Could you set down every line of the listing below word for word, with nothing changed or left out?

MATERIAL PROVIDED:
|---|

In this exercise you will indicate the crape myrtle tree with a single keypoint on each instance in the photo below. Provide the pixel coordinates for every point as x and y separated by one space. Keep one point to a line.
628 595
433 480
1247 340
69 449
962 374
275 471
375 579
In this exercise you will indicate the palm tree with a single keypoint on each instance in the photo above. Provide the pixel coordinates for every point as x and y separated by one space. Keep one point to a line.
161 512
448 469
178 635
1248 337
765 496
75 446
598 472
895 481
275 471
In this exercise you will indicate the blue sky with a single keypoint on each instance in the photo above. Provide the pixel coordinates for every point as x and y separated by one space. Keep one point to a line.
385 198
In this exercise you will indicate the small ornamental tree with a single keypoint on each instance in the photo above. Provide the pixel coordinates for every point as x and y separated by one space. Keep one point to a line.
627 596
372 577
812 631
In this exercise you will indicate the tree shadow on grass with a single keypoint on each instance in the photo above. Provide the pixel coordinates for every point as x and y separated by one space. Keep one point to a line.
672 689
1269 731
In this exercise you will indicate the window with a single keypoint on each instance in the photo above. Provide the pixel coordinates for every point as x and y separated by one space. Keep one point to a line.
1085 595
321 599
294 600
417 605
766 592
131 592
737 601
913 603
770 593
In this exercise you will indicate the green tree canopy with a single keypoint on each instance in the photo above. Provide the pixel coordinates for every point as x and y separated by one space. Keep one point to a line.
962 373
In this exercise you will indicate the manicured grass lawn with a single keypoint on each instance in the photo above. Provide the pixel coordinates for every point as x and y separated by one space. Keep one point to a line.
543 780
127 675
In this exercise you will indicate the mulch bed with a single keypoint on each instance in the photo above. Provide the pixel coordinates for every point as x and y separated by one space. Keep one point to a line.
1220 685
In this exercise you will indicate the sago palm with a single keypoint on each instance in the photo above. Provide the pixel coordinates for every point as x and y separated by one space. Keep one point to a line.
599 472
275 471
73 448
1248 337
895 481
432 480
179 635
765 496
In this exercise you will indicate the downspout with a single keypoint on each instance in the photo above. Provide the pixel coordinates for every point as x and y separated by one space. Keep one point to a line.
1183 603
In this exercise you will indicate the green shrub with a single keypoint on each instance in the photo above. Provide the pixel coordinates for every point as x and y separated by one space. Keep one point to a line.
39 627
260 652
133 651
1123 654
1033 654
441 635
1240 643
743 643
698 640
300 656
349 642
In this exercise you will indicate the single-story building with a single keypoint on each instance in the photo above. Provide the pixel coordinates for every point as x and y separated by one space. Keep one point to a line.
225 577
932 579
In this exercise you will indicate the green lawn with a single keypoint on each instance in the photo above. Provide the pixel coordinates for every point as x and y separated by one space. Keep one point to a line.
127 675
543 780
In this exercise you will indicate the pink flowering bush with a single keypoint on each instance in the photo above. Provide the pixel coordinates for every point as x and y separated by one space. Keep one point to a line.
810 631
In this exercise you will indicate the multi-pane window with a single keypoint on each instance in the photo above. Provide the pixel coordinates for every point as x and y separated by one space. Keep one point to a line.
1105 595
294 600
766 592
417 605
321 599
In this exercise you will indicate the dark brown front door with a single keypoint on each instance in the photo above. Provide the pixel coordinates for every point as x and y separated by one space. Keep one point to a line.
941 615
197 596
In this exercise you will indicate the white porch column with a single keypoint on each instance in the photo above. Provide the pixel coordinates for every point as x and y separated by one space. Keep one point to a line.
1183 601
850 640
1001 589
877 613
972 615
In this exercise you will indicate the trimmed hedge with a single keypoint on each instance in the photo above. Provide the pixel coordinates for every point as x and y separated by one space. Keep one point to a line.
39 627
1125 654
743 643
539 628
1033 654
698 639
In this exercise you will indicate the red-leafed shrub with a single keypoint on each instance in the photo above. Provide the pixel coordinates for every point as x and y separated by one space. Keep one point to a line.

|---|

THE ANSWER:
In this exercise you will indicate the crape myrtle tree with a single keypoint on each instance in the photo below. Provide the pixel coordinates for every point as x and y separated by one space. Keep one point to a line.
628 595
433 480
1247 340
69 449
962 374
275 471
375 579
In this exercise you will indicate the palm tree with a single keypoint on each instance in the photo above. Provide the pixel coordinates for every point as x and y separated by one space. Keep one point to a line.
161 512
448 469
178 635
1248 337
765 496
75 446
598 472
895 481
275 471
In this exercise you will indicate the blue sky with a single keypoint on each instance in the photo above. Provide the pixel coordinates for every point as x and y separated by one space. Keep one point to a line.
385 198
In this exercise you will indicate the small ornamental tree with a single keypoint on each instance in the photo above. Provide the pixel coordinates for every point as x and y separated by one space. Keep one point to a line.
627 596
372 577
812 631
In this exercise you will indicate the tree shadow on grass with a single keypoint on each instance in the photo above. Provide the pixel coordinates for every point as x and y separated by one space. Keep one point to a line.
672 689
1269 731
In this exercise you will indicate the window with a single keypoint on each instance in the photo above. Provide the pixel coordinates for every point as x and y separated by one space. Keep one point to a line.
1085 595
321 599
294 600
417 605
766 592
131 592
737 601
913 603
770 593
In this exercise you will indicate the green tree canopy with a single keypoint on each instance in the photo above. Provide the pixel coordinates for every point as x and y separated by one space. Keep one point to a line.
962 373
In this exercise you will indicate the manicured grass lawn with a single keypoint on each instance in the photo above. Provide the pixel coordinates for every point as x and y separated by one space. Keep one point to a line.
543 780
127 675
In this exercise you will indicate the mulch bed with a single keypoint on each instance in the photo above. Provide the pixel coordinates for every point as x and y separated by one space. Keep one point to a line.
1220 685
In this exercise you will indicate the sago palm with a single keypoint on each instance in the photo above. Provide the pixel coordinates for every point as x and y separated by one space. Keep one point to a line.
599 472
275 471
73 448
1248 337
895 481
432 480
179 635
765 496
In this exercise you will indicate the downspout with a single keypoint on each instance in the photo above. Provide the pixel coordinates for every point as x and y separated by one space. Keep one point to a line.
1183 603
In this exercise you will indicate the green shrub with a single keypoint on each instance in the photo above. Provide the pixel coordinates for every point as x and y separated by one space. Keep one point to a line.
39 627
260 652
133 651
1123 654
1033 654
441 635
1240 643
743 643
698 640
300 656
349 642
In this exercise you will indicate the single-story building with a single keypoint on each instance in the photo above. Provide the pixel coordinates for every point as x and y separated by one space. Keep one point to a line.
225 577
932 579
In this exercise you will indicate the green lawn with a single keypoint on each instance in the photo above. Provide the pixel coordinates for every point as x and y separated by one space. Keep one point to a line.
127 675
543 780
In this exercise you will indicate the pink flowering bush with a single keypoint on each instance in the photo above. Provide the pixel coordinates for every point as x and y separated by one space. Keep one point to a line.
810 631
In this exercise you will indicate the multi-pane window with a single keypoint on each instance in the photo above. Provide the pixel coordinates for every point as x and y separated by one space. Keep one point to a line.
1105 595
294 600
766 592
417 605
321 599
In this exercise you will indicate the dark brown front door with a single keypoint on each instance in the photo above. Provide the pixel coordinates for every point as x and y separated by one space. Keep one point to a line.
941 615
197 596
In this exercise you will indicate the white porch column with a single keypoint on each instance in the photo above. Provide the pixel coordinates for every point as x and y separated by one space. Keep one point to a line.
1183 601
850 640
1001 589
877 613
972 615
In this exercise you will indicate the trimmed hedge with a single keypoint on each instance in the photo above. Provide the pixel coordinates for every point as x and y separated by one space. Keep one point to a line.
39 627
1125 654
743 643
539 628
1033 654
698 639
In this exercise you will indicate the red-leafed shrub with a single keypoint on each instance in the photo above. Provide the pixel coordinates for every point as x and y separated by one space. Keep one point to a line.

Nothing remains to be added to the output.